### [TASK]
Pick out every line in the records below that contains the word "motorway", and copy each of those lines.

Records from a collection:
━━━━━━━━
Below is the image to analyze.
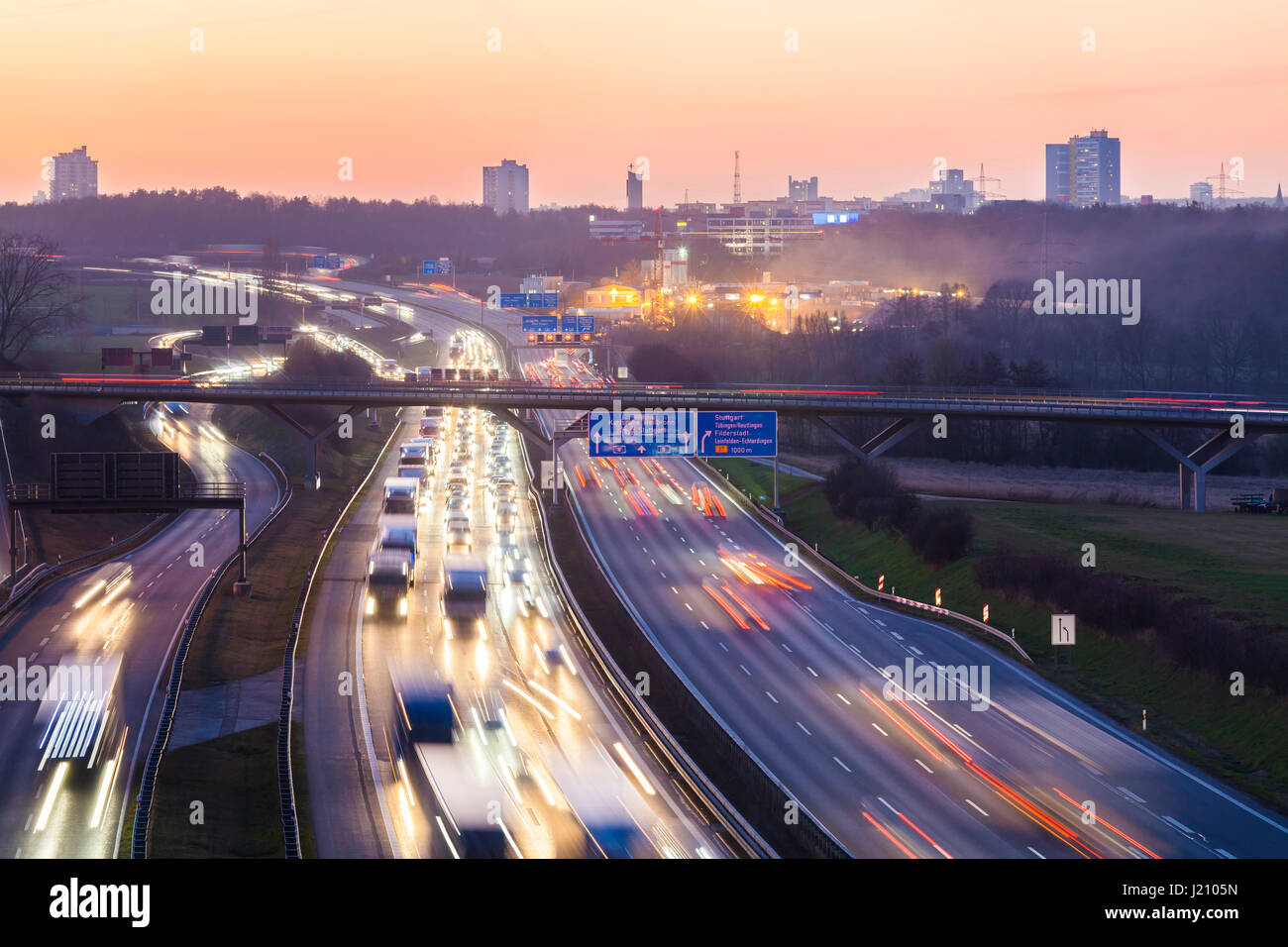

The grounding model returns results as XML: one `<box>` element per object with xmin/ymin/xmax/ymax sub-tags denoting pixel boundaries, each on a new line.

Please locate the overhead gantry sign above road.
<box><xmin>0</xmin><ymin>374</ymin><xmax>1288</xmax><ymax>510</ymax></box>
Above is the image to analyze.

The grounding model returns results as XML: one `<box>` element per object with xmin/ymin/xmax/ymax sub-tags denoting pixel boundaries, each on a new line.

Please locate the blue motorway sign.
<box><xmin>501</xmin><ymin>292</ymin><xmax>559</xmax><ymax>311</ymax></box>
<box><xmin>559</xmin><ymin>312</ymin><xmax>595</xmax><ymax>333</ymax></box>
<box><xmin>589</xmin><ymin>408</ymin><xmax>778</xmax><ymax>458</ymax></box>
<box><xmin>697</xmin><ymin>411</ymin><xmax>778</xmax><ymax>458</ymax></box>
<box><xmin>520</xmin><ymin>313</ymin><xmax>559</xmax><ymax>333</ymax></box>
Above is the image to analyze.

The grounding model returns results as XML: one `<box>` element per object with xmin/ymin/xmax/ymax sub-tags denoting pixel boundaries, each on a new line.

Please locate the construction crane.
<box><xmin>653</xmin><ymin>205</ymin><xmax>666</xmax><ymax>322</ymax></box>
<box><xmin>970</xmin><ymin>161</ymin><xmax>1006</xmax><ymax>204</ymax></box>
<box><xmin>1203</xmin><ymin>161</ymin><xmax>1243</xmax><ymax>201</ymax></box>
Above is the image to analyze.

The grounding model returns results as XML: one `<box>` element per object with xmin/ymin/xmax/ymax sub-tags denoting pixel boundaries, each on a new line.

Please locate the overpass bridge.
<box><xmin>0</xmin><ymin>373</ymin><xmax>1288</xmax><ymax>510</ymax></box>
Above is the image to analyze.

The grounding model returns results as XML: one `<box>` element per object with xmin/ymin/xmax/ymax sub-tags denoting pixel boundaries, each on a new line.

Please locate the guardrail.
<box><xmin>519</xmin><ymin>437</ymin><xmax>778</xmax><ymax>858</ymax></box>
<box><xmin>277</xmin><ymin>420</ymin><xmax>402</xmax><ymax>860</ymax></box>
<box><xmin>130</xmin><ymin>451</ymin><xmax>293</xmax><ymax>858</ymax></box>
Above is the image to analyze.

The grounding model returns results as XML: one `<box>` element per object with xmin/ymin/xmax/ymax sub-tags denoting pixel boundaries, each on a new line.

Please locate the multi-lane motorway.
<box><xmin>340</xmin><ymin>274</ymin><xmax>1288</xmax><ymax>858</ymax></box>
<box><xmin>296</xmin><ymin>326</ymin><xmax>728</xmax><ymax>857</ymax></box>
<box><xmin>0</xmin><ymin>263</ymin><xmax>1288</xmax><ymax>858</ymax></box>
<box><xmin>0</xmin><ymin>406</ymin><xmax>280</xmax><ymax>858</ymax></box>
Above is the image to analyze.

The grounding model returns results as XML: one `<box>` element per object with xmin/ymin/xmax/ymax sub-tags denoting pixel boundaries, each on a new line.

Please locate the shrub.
━━━━━━━━
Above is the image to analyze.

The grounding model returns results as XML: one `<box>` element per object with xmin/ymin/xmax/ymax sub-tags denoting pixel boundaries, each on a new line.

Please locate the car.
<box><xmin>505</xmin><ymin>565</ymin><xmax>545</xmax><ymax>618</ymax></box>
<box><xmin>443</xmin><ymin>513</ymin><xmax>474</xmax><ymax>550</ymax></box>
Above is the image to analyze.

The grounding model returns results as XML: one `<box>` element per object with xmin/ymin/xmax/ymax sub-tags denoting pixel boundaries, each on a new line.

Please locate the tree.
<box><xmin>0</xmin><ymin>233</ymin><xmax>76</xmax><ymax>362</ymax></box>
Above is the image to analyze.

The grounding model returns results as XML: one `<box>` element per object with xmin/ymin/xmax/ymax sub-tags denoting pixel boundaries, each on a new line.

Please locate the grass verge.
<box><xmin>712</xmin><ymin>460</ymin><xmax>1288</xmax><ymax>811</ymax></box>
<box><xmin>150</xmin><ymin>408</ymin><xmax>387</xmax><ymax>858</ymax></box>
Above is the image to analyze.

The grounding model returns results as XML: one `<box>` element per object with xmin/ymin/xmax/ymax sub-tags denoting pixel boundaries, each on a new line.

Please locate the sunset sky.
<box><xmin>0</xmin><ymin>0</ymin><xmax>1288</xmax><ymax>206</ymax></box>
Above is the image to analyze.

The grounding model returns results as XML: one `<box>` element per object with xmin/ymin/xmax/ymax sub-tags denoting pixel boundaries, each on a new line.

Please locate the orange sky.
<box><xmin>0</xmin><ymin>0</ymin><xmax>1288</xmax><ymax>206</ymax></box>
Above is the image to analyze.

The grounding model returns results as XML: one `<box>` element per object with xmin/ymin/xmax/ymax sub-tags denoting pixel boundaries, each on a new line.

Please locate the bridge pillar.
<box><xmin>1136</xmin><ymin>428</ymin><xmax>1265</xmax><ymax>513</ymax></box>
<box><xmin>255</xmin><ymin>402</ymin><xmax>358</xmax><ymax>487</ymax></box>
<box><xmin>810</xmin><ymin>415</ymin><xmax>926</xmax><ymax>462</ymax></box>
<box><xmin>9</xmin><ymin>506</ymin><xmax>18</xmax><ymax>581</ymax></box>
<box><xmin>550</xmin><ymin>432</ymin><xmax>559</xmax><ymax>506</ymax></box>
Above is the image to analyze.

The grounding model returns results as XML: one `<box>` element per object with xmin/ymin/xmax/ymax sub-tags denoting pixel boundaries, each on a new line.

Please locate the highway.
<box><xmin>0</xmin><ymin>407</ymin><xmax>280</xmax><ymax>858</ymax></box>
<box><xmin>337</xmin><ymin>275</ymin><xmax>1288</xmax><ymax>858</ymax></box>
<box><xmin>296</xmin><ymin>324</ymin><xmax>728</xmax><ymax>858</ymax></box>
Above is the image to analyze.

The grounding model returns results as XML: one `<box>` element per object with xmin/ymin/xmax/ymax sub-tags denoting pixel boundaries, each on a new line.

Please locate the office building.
━━━━━━━━
### [THE OUTPUT]
Please locate the blue motorway sign.
Please locate the multi-lane motorway.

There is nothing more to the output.